### ENTRIES PROVIDED
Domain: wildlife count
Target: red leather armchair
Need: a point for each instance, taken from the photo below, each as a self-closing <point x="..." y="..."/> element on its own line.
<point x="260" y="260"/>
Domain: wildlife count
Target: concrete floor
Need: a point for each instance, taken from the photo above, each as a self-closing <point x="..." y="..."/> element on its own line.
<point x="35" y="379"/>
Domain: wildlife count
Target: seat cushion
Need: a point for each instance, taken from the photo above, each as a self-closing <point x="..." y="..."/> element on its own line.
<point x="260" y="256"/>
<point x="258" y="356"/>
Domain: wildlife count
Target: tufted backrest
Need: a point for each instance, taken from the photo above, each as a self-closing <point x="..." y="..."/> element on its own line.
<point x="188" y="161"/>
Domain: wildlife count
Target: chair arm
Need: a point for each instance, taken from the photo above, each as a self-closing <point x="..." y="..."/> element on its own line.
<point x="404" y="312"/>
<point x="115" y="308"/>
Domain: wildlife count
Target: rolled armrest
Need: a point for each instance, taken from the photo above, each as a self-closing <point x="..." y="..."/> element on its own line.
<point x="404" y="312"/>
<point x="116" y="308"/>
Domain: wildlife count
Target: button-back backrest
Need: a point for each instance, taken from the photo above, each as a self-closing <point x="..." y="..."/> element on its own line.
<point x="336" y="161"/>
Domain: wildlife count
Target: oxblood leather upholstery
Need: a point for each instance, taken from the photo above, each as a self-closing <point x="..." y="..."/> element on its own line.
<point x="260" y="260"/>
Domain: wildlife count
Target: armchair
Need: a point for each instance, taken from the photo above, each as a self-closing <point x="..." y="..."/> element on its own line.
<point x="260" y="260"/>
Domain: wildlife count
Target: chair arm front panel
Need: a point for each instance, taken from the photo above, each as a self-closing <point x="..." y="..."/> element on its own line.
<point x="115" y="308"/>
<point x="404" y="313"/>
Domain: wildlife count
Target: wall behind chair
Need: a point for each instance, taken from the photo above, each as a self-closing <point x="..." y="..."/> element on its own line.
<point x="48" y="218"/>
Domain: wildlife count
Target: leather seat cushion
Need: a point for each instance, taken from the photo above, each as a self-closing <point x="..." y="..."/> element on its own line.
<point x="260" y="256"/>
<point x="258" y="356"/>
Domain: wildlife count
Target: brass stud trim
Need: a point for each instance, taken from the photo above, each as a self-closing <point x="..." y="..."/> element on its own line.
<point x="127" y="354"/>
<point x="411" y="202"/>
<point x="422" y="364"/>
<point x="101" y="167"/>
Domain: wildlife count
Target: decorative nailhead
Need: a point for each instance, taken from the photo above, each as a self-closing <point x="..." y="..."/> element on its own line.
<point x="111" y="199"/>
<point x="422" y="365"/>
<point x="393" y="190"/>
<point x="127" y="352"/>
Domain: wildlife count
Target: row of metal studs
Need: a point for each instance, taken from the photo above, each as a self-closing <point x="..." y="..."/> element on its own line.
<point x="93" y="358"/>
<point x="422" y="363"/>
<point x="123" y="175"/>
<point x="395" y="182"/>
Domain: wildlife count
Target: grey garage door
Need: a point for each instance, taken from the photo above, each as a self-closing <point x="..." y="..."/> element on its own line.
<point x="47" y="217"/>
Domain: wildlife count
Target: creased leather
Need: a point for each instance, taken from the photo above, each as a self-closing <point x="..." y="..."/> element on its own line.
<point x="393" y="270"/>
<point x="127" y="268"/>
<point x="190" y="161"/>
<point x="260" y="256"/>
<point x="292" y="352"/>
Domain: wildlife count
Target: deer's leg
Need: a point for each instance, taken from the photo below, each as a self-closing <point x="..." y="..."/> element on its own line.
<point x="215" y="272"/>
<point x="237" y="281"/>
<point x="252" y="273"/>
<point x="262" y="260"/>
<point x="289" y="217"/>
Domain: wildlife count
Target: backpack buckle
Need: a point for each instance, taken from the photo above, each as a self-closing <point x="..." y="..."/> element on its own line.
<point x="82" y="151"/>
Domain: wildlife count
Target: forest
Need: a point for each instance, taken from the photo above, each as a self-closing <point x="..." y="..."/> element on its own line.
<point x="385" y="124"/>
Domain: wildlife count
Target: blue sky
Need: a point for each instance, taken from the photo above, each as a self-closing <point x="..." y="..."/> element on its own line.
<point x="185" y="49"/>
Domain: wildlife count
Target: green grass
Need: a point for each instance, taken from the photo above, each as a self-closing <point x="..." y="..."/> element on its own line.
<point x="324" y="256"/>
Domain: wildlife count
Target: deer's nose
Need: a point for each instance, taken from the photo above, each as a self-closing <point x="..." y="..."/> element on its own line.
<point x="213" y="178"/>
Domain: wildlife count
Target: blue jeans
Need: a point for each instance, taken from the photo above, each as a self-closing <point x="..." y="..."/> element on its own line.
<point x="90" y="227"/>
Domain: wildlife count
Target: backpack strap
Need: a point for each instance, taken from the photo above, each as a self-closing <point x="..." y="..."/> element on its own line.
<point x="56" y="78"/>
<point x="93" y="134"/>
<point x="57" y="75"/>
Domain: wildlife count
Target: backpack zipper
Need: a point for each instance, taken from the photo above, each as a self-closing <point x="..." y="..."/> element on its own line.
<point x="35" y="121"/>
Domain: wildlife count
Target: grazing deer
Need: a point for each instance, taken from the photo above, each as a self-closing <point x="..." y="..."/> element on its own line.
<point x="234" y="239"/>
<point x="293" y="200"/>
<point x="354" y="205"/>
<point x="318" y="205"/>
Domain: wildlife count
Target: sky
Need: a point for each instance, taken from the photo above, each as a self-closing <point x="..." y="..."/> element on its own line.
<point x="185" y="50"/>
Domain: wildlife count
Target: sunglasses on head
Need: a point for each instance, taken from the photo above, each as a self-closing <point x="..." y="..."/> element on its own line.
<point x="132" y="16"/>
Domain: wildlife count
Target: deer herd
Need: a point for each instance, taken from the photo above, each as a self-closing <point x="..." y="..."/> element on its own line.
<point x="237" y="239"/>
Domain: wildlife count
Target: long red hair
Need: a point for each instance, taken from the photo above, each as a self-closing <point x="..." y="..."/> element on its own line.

### AIM OF THE TASK
Which lines of the material above contain the string "armchair"? Pull out every one of them and copy each in full.

### PROBLEM SOLUTION
Target: red leather armchair
Target: armchair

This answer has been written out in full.